El último año de vida de Simón Bolívar estuvo atravesado por las guerras intestinas de los países de América, que tanto buscaba evitar. En Bogotá, donde residía, había resistido el intento de asesinato de algunos sectores de la Gran Colombia, al grito de “tirano” y “dictador”. Estaba a la defensiva, en medio de una marea conspirativa.
Cuando había respetado las libertades de palabra, reunión y prensa, no había podido evitar que éstas se volvieran contra él, pregonando los opositores el llamado al “Suicidio de Catón”. Frente a estos peligros, Bolívar había decidido quizás el único camino posible, seguramente el más difícil, a fin de mantener el sueño de una América unida. Frente a estos peligros, Bolívar enfrentó los desafíos abiertos que le habían presentado sus opositores. Declaró la ley marcial en toda Colombia, sustituyó a las autoridades civiles por militares; suspendió las garantías de libertad personal; dio orden de detener a todos los sospechosos de participar en la conspiración; condenó a muerte a catorce de ellos, incluidos hombres de importancia, como su vicepresidente Francisco de Paula Santander, a quien finalmente conmutaron la pena por el destierro.
A su vez, Bolívar debía enfrentar la hostilidad del nuevo presidente del Perú, el general José de Lamar, quien reivindicaba para su país algunos territorios del actual Ecuador, especialmente la prometedora ciudad costera de Guayaquil, y desató una guerra en 1829, en la que el general Antonio José de Sucre colaboraría con Bolívar.
Tampoco estaban derrotadas las fuerzas españolas, que esperaban el clima propicio para reconquistar sus territorios coloniales, al tiempo que a Gran Bretaña poco le interesaba una gran unidad política, desde Perú hasta Panamá.
En mayo de 1830, agobiado por el desorden y visiblemente enfermo, Bolívar logró que el Congreso de Bogotá aceptara su renuncia. Los retos separatistas no se habían calmado, especialmente de los venezolanos, que se resistían a seguir haciendo costosas ofrendas a la unión colombiana.
Ni Bolívar, muy enfermo, ni Sucre, el único con capacidad de hacer valer su legado, estaban con fuerza para seguir luchando. Difamado en América y en Europa, habiendo vendido y rechazado toda su riqueza, el Libertador había perdido la batalla de la gran Unión. Retirado a las afueras de las murallas de Cartagena, se enteró de la muerte de su amigo Sucre. Entonces, aceptó la invitación de su seguidor Rafael Urdaneta, entonces presidente de Colombia, de “salir del retiro para emplear los servicios como ciudadano y como soldado”, según manifestara en Carta Abierta a los colombianos, pero su propuesta fue ambigua, pues no se consideraba capaz de enfrentar nuevos desafíos.

- Tareas del ejercicio:
a - Contesta según el texto sobre Bolívar:
(i) ¿A cuántos sospechosos de la conspiración condenó a muerte Bolívar?
(ii) ¿Qué ciudad costera reivindicaba especialmente el general José de Lamar para el Perú?
(iii) ¿En qué mes y año aceptó el Congreso de Bogotá la renuncia de Bolívar?
b - Reproduce, por favor, todo lo que va en el texto sobre Bolívar desde "Tampoco estaban derrotadas" hasta "la unión colombiana.".
Responde basándote únicamente en el texto sobre Bolívar.

(Entradas de un conjunto de anotaciones de puntos)

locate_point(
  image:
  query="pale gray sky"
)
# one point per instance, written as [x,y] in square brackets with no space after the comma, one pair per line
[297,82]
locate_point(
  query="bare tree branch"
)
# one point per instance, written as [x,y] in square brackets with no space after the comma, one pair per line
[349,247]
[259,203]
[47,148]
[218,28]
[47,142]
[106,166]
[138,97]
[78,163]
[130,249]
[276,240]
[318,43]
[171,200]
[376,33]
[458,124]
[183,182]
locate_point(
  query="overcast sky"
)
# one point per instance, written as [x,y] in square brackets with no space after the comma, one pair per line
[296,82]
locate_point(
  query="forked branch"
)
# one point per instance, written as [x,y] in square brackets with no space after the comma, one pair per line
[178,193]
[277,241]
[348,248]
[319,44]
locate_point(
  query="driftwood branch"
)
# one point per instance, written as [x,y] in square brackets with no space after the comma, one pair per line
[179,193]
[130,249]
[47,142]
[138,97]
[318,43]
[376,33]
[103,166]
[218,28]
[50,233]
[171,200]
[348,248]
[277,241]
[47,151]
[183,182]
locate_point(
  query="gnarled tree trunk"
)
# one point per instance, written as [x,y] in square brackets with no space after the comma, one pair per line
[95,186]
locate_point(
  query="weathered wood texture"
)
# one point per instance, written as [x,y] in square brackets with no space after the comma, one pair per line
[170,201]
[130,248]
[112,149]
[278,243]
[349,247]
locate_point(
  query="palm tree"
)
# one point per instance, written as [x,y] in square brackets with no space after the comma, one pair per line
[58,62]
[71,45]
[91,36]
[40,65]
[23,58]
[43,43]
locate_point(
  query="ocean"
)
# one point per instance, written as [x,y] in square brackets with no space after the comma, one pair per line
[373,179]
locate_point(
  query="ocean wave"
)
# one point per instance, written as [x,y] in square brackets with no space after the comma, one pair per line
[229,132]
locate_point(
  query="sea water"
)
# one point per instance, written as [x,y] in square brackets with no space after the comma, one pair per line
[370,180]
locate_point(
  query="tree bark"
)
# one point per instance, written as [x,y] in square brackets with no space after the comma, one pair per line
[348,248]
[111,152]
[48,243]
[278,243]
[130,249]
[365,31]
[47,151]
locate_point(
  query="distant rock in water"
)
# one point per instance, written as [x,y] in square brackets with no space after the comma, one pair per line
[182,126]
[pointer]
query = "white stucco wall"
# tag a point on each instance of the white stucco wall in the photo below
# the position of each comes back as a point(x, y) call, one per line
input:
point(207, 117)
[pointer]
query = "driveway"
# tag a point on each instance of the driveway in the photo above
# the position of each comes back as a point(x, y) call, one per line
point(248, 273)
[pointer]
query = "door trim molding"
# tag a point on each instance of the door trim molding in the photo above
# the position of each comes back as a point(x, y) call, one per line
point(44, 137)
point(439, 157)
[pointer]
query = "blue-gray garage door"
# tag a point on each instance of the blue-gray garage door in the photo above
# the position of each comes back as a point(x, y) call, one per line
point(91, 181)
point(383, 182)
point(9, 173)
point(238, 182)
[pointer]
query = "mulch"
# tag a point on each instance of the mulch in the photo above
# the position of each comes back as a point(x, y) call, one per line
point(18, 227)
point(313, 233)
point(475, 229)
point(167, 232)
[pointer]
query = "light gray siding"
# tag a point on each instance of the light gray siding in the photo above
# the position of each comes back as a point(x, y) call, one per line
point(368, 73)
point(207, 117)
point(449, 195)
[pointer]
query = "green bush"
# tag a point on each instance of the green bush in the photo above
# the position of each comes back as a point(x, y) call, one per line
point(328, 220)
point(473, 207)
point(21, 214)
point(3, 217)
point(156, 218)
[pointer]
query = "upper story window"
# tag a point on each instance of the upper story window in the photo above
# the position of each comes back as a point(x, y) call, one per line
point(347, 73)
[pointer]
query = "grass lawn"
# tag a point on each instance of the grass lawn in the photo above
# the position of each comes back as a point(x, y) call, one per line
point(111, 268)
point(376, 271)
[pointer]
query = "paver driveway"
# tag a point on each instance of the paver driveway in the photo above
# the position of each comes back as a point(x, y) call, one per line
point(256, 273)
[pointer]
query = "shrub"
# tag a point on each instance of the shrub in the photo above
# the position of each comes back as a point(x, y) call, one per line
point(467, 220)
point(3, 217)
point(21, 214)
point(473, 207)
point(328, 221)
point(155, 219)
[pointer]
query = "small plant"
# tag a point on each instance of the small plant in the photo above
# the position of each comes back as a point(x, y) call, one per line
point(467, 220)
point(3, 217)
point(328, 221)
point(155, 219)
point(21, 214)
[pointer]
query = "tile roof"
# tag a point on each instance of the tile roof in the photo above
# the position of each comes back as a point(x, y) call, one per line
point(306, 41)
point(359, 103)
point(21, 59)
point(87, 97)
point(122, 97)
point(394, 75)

* * *

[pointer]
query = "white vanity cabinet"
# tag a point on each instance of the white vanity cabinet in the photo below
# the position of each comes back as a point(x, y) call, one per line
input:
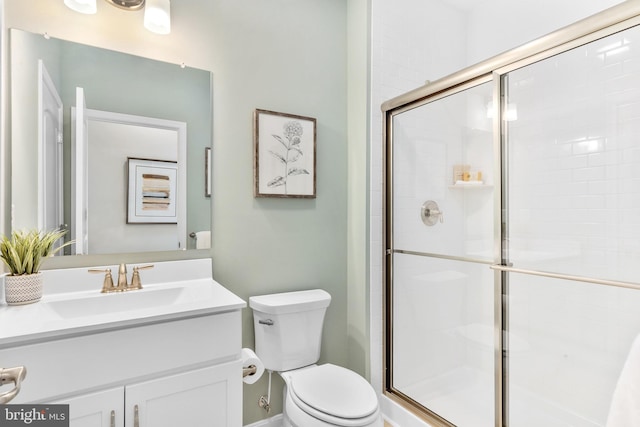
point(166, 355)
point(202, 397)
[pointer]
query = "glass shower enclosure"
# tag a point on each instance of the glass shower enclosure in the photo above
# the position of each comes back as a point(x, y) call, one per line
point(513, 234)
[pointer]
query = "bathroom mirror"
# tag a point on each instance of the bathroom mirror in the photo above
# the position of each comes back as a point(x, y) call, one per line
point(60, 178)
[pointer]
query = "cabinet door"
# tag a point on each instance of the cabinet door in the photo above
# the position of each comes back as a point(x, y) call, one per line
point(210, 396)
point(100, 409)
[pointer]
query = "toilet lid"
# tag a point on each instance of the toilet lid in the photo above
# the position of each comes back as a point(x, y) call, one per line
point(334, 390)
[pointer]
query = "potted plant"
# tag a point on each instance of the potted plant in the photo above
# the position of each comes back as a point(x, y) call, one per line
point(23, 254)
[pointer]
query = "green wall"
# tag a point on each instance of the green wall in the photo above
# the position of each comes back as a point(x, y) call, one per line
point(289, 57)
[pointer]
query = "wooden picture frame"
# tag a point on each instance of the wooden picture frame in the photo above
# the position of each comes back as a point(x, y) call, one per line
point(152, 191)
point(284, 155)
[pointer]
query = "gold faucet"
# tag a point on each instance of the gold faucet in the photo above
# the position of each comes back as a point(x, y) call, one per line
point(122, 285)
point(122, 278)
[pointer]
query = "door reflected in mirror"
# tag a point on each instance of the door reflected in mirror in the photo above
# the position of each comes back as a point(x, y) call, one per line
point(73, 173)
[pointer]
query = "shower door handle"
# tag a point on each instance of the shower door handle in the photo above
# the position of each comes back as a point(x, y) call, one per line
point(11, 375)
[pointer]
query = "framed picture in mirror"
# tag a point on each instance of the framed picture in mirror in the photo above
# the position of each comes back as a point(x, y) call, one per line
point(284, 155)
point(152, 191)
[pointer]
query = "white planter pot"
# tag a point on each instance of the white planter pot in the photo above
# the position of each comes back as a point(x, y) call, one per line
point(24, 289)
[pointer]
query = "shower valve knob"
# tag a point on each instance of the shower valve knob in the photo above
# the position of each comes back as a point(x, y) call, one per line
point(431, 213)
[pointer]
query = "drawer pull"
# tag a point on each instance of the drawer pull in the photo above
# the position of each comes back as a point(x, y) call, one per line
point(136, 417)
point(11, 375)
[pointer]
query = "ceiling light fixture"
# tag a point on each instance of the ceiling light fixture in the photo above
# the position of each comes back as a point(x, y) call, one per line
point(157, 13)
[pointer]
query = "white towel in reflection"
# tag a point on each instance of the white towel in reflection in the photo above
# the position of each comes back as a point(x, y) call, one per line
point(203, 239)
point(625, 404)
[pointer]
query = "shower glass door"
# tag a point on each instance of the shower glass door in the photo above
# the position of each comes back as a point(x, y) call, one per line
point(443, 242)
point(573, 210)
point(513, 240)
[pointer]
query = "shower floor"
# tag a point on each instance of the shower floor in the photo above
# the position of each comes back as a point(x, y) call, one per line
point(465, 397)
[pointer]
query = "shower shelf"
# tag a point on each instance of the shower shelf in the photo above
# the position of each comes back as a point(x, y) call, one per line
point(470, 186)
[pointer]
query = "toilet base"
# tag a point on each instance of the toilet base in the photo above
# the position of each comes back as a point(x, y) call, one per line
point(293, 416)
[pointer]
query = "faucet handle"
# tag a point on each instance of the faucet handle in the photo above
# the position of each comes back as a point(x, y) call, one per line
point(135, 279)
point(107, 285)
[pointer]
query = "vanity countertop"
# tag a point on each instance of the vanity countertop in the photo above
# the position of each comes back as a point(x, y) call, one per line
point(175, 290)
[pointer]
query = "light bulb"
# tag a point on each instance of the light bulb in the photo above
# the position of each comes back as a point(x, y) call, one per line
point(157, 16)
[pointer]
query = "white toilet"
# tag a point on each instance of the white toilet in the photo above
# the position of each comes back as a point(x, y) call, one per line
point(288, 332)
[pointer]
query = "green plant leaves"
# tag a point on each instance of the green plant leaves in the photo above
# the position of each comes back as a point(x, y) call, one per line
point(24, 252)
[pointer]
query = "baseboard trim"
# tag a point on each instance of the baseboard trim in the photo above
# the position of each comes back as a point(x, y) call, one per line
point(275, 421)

- Respuestas esperadas:
a -
(i) A catorce.
(ii) Guayaquil.
(iii) En mayo de 1830.

b -
Tampoco estaban derrotadas las fuerzas españolas, que esperaban el clima propicio para reconquistar sus territorios coloniales, al tiempo que a Gran Bretaña poco le interesaba una gran unidad política, desde Perú hasta Panamá.
En mayo de 1830, agobiado por el desorden y visiblemente enfermo, Bolívar logró que el Congreso de Bogotá aceptara su renuncia. Los retos separatistas no se habían calmado, especialmente de los venezolanos, que se resistían a seguir haciendo costosas ofrendas a la unión colombiana.